**To be done**:
Extract every line of the records below that contains the word "ceramic". Case counts, so match uppercase and lowercase letters precisely.

** Start of Records for the task **

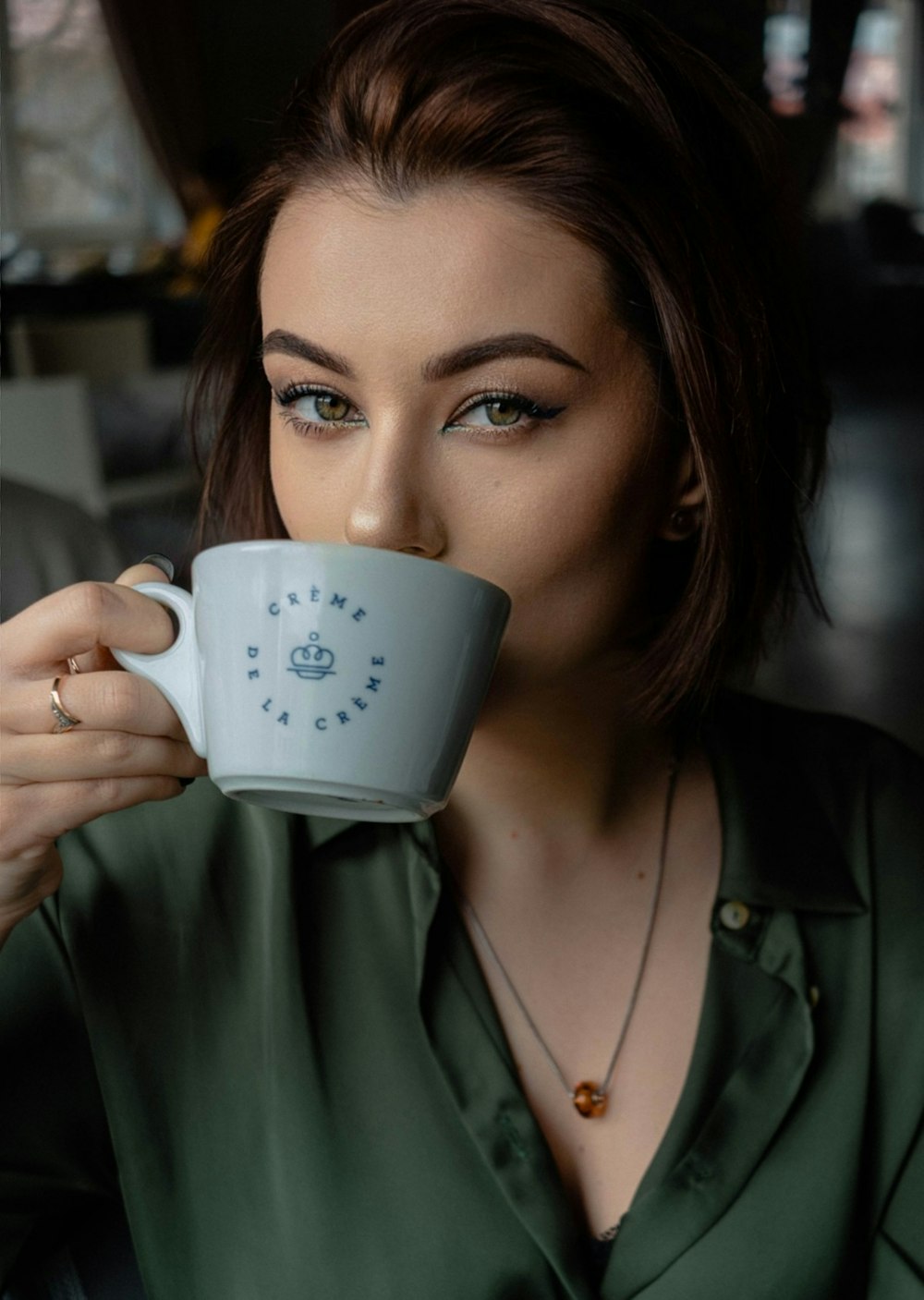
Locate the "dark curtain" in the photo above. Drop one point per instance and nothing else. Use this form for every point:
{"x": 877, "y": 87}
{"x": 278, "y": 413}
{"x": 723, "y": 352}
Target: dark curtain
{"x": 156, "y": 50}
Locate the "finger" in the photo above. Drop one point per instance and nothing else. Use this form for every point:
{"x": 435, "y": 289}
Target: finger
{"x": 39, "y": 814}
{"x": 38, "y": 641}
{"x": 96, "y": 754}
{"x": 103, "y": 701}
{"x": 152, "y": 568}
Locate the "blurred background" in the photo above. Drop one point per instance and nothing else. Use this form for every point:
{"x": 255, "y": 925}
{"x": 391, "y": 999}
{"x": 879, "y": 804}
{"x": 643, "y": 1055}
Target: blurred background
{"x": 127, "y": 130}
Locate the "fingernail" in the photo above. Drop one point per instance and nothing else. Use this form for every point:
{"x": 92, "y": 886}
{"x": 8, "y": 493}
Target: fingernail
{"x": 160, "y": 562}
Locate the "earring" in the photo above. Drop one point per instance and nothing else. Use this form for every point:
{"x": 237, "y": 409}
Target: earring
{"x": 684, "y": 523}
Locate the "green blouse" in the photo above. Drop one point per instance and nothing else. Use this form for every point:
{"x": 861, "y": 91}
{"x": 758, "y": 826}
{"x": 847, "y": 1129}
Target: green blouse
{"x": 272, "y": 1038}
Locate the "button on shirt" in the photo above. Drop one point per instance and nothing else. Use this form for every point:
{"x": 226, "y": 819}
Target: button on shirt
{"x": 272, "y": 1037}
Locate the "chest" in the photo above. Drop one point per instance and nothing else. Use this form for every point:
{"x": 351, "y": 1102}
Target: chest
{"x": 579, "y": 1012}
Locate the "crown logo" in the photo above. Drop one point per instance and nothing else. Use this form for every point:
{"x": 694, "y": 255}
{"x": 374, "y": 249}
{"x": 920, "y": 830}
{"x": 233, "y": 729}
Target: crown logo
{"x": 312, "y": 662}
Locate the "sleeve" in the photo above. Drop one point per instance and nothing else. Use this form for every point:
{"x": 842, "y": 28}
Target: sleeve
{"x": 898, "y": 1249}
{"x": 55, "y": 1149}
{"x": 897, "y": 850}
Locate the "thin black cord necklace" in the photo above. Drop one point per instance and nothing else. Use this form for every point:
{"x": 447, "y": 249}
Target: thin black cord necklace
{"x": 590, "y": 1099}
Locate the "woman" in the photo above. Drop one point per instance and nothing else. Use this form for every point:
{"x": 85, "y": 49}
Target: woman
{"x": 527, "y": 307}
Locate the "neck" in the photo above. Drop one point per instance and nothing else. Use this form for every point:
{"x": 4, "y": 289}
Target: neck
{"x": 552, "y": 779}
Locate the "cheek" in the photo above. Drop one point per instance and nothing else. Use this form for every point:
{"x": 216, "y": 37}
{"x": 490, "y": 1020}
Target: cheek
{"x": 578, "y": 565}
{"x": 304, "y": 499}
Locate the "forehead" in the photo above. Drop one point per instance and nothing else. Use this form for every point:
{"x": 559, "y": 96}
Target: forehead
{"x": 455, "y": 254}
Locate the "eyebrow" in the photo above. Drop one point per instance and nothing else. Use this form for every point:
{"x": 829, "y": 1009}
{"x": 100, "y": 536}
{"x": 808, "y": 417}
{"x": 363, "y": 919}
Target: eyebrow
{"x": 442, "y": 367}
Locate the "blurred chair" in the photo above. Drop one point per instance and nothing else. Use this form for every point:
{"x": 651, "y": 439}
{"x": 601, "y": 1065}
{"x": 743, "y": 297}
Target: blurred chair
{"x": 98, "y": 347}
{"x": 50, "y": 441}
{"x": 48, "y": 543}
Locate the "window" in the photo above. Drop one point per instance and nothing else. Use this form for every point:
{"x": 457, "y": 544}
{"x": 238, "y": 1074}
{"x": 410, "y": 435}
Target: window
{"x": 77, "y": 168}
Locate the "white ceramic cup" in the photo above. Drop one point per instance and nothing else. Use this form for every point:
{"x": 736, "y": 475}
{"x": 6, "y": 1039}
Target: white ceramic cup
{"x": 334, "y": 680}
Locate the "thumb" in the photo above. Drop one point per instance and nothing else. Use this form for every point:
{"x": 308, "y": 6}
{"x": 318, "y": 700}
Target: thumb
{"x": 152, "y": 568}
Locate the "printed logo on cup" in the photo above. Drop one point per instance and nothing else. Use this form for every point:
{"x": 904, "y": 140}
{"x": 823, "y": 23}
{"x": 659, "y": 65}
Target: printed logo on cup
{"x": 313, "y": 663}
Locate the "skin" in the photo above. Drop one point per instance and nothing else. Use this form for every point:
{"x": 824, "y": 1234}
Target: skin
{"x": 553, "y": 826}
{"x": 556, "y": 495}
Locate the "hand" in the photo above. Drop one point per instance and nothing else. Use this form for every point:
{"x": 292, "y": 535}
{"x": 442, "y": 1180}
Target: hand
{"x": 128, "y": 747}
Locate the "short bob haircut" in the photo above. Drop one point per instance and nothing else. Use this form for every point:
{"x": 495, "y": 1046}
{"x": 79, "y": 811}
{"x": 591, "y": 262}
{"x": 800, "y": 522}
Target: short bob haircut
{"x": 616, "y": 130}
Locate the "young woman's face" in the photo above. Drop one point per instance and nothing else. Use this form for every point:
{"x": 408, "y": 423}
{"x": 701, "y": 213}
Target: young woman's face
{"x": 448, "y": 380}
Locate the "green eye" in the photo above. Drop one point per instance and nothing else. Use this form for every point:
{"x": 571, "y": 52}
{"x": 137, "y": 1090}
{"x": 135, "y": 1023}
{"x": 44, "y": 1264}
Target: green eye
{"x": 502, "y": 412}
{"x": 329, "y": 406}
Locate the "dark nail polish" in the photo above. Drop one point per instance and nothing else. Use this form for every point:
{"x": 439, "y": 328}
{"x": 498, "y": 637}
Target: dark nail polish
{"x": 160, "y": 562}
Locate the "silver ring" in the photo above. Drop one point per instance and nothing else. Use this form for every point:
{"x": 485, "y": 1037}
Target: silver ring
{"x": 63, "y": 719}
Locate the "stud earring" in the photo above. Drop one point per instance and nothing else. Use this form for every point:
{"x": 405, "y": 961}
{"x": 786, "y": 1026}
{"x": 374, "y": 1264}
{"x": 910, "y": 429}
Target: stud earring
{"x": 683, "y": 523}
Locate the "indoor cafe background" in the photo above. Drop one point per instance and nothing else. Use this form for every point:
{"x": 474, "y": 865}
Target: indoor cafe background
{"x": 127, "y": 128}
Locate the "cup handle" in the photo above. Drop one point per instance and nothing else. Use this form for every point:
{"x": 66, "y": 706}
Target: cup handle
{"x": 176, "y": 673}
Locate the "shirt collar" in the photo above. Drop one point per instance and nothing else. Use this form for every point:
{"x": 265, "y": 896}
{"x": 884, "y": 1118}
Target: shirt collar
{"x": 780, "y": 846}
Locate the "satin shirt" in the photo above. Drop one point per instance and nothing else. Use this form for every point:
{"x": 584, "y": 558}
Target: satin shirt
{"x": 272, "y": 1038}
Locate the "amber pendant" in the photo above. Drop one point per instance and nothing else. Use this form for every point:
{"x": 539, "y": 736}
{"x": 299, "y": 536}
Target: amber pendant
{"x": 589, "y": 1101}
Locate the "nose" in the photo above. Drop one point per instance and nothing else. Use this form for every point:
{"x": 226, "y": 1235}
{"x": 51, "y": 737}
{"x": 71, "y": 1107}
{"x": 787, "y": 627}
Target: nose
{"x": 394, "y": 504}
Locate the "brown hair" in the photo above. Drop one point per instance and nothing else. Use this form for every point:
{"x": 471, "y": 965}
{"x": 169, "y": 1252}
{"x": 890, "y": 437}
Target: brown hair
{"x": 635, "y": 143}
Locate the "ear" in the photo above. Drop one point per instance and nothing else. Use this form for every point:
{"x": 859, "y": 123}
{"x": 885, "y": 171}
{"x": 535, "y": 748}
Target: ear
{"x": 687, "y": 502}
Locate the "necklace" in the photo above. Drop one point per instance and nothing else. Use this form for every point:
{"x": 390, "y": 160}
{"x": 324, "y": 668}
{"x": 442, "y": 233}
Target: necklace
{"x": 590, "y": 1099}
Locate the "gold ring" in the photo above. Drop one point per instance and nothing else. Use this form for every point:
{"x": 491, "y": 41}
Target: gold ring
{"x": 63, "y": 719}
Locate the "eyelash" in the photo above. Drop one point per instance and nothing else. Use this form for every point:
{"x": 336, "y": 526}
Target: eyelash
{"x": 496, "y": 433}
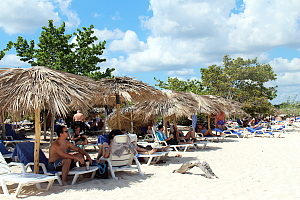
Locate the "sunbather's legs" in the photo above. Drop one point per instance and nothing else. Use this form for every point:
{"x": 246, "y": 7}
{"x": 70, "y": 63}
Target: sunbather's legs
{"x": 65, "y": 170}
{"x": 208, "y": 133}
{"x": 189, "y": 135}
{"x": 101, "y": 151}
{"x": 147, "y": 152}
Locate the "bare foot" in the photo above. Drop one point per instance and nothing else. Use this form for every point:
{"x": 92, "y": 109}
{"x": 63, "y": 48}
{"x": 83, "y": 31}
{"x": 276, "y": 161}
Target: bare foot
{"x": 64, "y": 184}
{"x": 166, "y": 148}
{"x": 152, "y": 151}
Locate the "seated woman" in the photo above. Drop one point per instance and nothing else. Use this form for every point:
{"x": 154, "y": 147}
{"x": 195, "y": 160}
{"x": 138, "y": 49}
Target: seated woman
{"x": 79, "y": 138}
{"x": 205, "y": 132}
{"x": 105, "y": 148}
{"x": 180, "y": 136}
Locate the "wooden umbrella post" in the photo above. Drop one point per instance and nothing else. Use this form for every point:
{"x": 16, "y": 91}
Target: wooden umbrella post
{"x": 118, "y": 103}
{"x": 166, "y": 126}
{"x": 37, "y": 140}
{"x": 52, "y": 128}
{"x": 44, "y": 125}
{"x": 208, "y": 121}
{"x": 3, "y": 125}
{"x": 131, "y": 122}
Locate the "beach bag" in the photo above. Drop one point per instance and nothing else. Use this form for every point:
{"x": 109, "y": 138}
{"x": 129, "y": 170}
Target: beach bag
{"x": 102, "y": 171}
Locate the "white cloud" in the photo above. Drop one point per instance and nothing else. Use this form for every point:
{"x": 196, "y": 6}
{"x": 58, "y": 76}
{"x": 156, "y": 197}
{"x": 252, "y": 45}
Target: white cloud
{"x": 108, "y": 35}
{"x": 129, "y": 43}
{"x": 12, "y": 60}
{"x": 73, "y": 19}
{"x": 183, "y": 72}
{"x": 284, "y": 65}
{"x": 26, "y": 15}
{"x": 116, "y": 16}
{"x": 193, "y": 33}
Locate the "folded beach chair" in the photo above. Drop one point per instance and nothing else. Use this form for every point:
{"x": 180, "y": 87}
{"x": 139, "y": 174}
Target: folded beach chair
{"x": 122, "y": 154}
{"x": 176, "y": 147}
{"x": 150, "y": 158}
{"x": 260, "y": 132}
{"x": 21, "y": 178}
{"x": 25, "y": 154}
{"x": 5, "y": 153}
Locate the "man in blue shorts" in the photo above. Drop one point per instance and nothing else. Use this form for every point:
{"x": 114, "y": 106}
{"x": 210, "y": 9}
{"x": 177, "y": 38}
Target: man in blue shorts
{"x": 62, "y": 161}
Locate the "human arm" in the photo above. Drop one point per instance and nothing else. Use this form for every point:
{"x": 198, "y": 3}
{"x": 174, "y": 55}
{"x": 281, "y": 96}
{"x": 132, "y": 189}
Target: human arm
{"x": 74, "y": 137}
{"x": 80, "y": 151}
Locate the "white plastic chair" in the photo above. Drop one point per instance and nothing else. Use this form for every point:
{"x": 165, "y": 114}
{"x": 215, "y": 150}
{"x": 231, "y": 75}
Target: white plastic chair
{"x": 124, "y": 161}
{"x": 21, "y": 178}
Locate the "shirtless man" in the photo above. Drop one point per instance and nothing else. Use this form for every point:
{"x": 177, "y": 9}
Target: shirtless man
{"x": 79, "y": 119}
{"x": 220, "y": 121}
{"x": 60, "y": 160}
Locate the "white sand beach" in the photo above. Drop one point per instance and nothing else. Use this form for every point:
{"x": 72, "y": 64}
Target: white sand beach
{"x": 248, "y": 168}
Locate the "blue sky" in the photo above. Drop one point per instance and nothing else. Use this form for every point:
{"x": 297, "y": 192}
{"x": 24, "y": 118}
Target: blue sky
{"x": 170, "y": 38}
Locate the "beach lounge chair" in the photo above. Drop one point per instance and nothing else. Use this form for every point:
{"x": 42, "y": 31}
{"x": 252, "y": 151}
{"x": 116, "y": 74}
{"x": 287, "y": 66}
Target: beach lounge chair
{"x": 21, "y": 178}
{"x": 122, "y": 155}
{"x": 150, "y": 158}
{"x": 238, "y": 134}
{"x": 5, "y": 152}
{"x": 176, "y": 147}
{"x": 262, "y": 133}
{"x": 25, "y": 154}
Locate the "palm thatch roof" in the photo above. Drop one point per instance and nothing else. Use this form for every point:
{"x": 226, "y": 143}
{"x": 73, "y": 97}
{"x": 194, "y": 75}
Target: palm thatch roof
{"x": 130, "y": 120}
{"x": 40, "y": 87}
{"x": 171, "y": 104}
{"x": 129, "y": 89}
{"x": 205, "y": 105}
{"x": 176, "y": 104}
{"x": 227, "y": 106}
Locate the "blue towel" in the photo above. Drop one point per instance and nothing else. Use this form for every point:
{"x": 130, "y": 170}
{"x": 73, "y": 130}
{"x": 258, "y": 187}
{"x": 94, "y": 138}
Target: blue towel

** End of Records for the task **

**Reply to the task**:
Locate the "white ceramic cup" in the photo above. Drop one point per instance and nothing else. Use this form for every point:
Target: white ceramic cup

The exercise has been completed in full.